━━━━━ PROVIDED RECORDS ━━━━━
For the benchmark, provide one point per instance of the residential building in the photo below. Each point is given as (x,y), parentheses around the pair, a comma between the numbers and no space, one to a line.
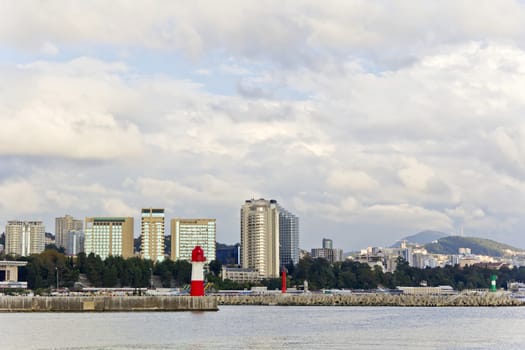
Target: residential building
(260,237)
(188,233)
(75,242)
(228,254)
(152,233)
(332,255)
(239,275)
(109,236)
(288,238)
(24,237)
(328,243)
(327,252)
(62,226)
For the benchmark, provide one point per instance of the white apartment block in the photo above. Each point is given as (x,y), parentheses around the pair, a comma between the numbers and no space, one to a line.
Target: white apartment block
(188,233)
(24,237)
(152,233)
(109,236)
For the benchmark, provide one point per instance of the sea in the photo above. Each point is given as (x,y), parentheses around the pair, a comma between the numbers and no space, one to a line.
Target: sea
(271,327)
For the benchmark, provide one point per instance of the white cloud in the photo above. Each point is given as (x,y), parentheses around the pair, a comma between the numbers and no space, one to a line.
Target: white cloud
(368,123)
(19,197)
(117,207)
(351,180)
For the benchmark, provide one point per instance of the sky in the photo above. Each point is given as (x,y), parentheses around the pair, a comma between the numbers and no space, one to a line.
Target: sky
(370,120)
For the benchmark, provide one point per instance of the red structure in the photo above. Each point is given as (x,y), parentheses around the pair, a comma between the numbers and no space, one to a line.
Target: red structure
(283,281)
(197,272)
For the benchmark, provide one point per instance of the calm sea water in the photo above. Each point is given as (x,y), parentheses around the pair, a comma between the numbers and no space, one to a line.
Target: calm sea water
(270,327)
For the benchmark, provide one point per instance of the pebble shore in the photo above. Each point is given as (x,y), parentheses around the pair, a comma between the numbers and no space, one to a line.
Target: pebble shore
(487,299)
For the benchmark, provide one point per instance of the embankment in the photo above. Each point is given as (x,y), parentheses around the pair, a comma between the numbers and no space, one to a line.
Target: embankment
(372,300)
(107,303)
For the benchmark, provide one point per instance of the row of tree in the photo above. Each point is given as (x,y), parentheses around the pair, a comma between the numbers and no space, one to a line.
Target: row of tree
(51,267)
(354,275)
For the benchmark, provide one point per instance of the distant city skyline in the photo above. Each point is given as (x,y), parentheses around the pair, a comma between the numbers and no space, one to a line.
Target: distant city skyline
(370,120)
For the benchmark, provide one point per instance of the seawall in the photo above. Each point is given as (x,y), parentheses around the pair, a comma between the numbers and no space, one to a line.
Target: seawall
(107,303)
(372,300)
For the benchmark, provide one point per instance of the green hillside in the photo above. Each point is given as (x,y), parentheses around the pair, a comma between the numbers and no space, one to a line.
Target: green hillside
(480,246)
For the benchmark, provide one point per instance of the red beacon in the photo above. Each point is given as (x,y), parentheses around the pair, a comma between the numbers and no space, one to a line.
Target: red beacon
(197,272)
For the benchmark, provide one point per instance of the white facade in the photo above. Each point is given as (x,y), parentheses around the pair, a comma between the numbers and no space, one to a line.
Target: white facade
(75,242)
(188,233)
(63,226)
(109,236)
(260,237)
(152,233)
(24,237)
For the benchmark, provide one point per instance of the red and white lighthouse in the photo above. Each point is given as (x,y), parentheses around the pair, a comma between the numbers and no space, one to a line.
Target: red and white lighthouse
(197,272)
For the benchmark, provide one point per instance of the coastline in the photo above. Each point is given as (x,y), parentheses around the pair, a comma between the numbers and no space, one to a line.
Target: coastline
(212,303)
(106,303)
(373,299)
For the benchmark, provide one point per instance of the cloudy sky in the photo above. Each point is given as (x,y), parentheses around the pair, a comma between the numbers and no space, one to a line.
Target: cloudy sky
(370,120)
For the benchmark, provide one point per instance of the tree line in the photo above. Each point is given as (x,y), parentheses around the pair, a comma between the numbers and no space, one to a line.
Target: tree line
(44,269)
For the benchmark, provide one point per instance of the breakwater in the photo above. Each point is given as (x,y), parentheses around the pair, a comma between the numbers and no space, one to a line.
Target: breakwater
(372,299)
(106,303)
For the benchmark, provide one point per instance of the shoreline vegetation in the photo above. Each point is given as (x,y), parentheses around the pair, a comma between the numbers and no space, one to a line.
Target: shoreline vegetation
(373,299)
(213,303)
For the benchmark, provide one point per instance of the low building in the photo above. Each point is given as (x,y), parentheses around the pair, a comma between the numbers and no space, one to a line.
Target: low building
(439,290)
(240,275)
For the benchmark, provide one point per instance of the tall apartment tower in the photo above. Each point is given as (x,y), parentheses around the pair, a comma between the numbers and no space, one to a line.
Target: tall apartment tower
(105,236)
(328,243)
(288,237)
(62,227)
(188,233)
(152,233)
(260,237)
(75,242)
(24,237)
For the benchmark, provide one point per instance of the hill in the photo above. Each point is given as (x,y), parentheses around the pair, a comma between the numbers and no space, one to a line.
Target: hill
(422,237)
(480,246)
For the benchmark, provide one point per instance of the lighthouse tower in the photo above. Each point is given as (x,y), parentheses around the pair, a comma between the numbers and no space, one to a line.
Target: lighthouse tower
(197,272)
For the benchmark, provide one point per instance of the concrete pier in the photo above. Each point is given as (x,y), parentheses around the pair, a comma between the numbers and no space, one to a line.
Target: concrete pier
(107,303)
(372,299)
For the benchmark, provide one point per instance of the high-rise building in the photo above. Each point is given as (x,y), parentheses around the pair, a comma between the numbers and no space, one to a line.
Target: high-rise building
(152,233)
(328,243)
(62,226)
(260,237)
(288,237)
(327,252)
(75,242)
(24,237)
(228,255)
(105,236)
(188,233)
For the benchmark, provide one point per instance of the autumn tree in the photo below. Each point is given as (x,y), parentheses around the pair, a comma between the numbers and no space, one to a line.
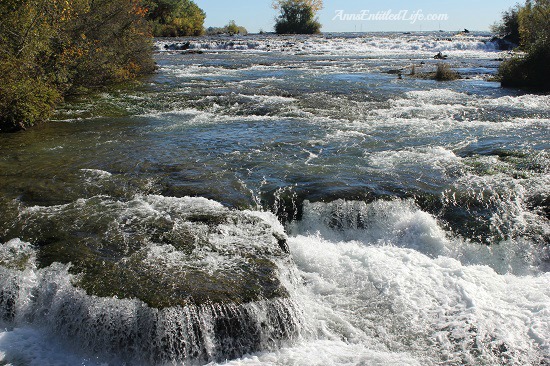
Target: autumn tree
(51,48)
(531,68)
(297,16)
(172,18)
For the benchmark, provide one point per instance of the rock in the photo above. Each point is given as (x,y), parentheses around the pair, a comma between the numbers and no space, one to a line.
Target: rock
(503,44)
(163,251)
(193,52)
(178,46)
(394,72)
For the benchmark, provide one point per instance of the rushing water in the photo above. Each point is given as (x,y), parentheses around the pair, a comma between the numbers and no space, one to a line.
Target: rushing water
(283,201)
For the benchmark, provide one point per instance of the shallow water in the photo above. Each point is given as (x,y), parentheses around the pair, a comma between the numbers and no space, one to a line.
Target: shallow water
(346,216)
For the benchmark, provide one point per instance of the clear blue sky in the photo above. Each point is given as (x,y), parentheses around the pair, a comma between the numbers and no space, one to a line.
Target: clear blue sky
(258,14)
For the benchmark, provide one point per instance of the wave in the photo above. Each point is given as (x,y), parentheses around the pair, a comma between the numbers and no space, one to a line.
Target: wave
(366,44)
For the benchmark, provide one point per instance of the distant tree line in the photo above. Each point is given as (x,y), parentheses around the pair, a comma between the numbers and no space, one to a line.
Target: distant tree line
(231,28)
(173,18)
(530,24)
(297,16)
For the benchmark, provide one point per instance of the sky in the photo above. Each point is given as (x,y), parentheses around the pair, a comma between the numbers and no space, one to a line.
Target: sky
(360,15)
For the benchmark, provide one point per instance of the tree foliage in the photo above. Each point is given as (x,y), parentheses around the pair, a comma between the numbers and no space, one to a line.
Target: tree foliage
(173,18)
(231,28)
(297,16)
(50,48)
(531,69)
(508,26)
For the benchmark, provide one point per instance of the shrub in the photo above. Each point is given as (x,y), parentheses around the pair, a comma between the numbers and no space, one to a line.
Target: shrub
(508,27)
(173,18)
(529,70)
(52,48)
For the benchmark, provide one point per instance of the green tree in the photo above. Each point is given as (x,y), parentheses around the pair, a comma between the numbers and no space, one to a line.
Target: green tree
(50,48)
(173,18)
(530,69)
(297,16)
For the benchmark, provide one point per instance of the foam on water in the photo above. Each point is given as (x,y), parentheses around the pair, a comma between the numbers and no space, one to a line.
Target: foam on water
(388,44)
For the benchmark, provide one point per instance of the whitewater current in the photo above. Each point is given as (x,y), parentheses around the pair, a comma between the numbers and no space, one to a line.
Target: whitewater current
(283,201)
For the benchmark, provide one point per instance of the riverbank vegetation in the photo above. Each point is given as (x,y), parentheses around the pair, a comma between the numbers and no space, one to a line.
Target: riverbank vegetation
(175,18)
(50,49)
(231,28)
(297,16)
(530,68)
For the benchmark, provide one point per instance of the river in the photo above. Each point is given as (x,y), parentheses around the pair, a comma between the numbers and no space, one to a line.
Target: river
(283,201)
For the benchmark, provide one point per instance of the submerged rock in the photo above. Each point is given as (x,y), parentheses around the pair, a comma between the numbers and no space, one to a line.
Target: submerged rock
(163,251)
(152,280)
(503,44)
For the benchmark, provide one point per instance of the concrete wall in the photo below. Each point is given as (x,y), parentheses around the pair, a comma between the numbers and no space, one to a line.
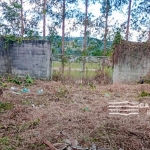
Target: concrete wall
(2,57)
(131,70)
(28,57)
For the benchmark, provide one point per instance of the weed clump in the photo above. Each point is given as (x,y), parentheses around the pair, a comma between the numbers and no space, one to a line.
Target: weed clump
(5,106)
(143,94)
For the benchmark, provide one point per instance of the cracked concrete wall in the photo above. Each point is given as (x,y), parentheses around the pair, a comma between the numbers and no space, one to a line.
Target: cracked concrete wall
(29,57)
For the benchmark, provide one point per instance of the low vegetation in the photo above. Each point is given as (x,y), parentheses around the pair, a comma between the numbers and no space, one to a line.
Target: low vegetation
(64,111)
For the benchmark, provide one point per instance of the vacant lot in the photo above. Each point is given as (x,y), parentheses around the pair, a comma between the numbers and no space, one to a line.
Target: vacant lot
(60,112)
(74,70)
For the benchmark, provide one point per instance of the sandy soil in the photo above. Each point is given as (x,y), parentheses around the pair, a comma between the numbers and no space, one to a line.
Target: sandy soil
(64,111)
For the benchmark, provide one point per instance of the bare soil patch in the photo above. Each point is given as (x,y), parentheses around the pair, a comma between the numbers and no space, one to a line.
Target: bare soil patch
(72,111)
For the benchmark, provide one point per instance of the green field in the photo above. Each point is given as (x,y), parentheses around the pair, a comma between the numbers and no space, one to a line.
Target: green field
(75,69)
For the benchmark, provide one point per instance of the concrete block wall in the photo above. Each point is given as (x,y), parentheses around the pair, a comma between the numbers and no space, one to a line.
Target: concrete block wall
(2,57)
(131,70)
(31,57)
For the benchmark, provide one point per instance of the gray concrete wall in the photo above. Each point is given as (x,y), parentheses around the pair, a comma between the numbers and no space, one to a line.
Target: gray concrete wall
(29,57)
(131,70)
(2,57)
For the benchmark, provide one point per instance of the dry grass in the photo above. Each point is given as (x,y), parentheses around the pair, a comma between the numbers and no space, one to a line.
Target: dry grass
(75,111)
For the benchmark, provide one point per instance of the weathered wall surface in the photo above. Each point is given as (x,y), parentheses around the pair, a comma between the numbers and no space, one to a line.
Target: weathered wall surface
(29,57)
(2,58)
(126,73)
(132,63)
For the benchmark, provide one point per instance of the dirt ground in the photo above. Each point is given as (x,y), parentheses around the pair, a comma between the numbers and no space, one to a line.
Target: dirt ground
(61,112)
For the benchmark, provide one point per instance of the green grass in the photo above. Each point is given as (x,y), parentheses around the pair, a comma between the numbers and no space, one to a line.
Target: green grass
(78,65)
(75,69)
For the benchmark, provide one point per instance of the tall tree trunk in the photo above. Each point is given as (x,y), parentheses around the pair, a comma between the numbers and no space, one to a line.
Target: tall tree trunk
(149,35)
(85,36)
(63,36)
(22,25)
(128,23)
(44,19)
(106,27)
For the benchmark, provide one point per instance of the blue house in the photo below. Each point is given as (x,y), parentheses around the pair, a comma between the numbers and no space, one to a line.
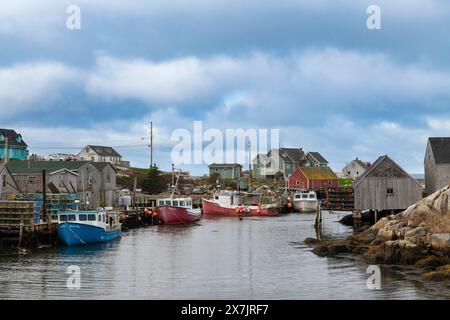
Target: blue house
(15,147)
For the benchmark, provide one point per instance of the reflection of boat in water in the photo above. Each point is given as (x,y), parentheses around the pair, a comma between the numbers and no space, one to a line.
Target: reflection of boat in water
(177,210)
(83,227)
(232,203)
(305,201)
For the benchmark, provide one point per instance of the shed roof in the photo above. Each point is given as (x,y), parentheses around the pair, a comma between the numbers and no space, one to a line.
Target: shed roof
(316,157)
(105,151)
(396,170)
(12,135)
(441,149)
(318,173)
(18,166)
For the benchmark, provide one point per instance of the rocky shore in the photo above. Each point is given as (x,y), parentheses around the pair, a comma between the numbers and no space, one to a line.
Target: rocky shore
(418,236)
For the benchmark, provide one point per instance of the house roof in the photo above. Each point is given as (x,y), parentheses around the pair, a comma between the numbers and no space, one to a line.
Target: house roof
(289,154)
(373,170)
(18,166)
(222,165)
(102,165)
(316,157)
(441,149)
(105,151)
(12,135)
(318,173)
(361,163)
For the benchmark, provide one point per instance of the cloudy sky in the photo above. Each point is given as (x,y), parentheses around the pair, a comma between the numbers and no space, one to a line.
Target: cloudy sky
(310,68)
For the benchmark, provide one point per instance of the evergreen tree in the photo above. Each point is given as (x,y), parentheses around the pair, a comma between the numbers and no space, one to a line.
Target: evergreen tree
(154,182)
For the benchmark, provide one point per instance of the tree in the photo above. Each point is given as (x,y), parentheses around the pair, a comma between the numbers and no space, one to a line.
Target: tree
(154,182)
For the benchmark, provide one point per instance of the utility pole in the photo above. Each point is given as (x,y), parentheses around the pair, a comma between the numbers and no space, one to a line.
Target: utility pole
(5,158)
(151,144)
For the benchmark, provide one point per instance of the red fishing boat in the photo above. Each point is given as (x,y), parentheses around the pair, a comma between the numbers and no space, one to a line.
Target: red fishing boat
(237,204)
(177,211)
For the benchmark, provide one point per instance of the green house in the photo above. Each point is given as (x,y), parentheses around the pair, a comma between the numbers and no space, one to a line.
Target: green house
(226,171)
(12,145)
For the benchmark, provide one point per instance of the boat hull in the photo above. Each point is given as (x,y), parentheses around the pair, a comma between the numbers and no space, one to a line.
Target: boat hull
(306,206)
(177,215)
(73,234)
(211,207)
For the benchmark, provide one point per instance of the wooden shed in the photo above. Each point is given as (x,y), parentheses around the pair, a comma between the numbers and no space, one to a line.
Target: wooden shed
(385,186)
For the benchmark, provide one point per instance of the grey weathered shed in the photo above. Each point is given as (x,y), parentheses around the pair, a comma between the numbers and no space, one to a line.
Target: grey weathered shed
(385,186)
(437,164)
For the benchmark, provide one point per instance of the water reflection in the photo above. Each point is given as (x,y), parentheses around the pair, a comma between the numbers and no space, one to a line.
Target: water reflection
(218,258)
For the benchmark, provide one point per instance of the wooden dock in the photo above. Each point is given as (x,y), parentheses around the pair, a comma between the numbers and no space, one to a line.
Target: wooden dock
(20,226)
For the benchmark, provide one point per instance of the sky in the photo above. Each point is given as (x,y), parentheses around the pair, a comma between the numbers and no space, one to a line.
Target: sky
(311,69)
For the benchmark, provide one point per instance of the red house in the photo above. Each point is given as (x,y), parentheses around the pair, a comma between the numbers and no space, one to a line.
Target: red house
(313,178)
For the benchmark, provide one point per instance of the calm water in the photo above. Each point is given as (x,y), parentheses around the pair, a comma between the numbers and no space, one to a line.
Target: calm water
(221,258)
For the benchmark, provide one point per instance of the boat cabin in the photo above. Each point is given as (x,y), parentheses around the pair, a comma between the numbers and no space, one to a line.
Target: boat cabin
(99,218)
(177,202)
(305,195)
(227,200)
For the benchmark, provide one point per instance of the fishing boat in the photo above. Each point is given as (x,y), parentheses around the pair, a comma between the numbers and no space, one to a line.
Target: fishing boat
(83,227)
(177,210)
(232,203)
(305,201)
(228,203)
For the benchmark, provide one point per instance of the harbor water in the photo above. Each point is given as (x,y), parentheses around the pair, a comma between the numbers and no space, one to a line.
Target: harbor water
(217,258)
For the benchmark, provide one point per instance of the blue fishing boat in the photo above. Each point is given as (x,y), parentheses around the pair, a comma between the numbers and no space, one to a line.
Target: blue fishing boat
(83,227)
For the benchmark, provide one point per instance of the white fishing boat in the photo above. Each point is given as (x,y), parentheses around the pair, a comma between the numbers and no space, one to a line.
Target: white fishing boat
(305,201)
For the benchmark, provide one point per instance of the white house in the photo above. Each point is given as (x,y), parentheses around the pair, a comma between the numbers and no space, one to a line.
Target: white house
(100,154)
(354,169)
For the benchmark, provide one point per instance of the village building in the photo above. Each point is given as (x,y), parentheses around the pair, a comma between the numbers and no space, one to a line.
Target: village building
━━━━━
### WRITTEN INSTRUCTION:
Return exactly the lines from the line bearing "For the benchmark, provide one point per instance of the harbor" to the end of the records, inclusive of both; include no other lines.

### TASK RESPONSE:
For the benchmark, provide one point per instance of the harbor water in the photo above. Each point is given as (x,y), parentheses around the pair, a comma between the numbers and no space, one to a line.
Target: harbor water
(217,258)
For the benchmark, provide one point per instance of the blue fishing boat in the photo above. Each point is given as (x,y), parentheses around the pair, a comma between the numbers and no space, one to a line.
Target: blue fishing boat
(83,227)
For the benchmark, provide one point per instance of the white fishing boat in the photo above. Each point is given as (x,y), parentheses around the pair, a comma between the numbers and no space, one to a line.
Target: white fishing boat
(305,201)
For the benchmark, provide one point per instance of the white house in the photo above. Each point is given as (x,y), parentheses around the pair, a comma between the numbers and no space, one to a line.
Target: white house
(100,154)
(354,169)
For the benchmark, provide one point per instance of the village building in the photo above. Each point is given as (x,y), parentheses around the pair, a comma between the numbers and no space, one to a line.
Target: village building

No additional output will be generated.